## DIRECTIONS
Pick out every line below that contains the word "bird", and copy each one. Uppercase and lowercase count as different letters.

## SUPPLIED ENTRIES
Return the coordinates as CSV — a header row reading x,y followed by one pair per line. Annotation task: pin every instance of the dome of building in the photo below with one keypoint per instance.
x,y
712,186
* * *
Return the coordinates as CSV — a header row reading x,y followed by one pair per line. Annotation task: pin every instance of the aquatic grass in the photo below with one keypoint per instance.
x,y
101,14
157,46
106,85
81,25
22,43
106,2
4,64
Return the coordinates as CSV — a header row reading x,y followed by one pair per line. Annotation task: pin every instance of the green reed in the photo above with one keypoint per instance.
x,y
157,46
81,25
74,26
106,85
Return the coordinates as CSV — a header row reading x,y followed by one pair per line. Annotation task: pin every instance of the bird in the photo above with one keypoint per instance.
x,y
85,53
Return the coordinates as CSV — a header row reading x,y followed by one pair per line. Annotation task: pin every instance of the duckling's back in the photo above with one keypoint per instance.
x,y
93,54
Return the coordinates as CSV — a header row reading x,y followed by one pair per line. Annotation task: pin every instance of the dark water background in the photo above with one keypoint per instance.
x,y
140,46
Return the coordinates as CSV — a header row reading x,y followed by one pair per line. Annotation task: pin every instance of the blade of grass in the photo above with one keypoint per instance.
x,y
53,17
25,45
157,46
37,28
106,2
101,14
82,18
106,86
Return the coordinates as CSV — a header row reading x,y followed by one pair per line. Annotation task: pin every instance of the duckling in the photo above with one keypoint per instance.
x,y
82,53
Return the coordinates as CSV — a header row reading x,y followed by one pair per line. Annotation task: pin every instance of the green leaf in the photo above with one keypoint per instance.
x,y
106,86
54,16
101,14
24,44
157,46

## WORKED SOLUTION
Return the coordinates as CSV — a header row reading x,y followed by one pair per line. Annotation task: pin every instance of the bird in the photo above with one keypoint per instance.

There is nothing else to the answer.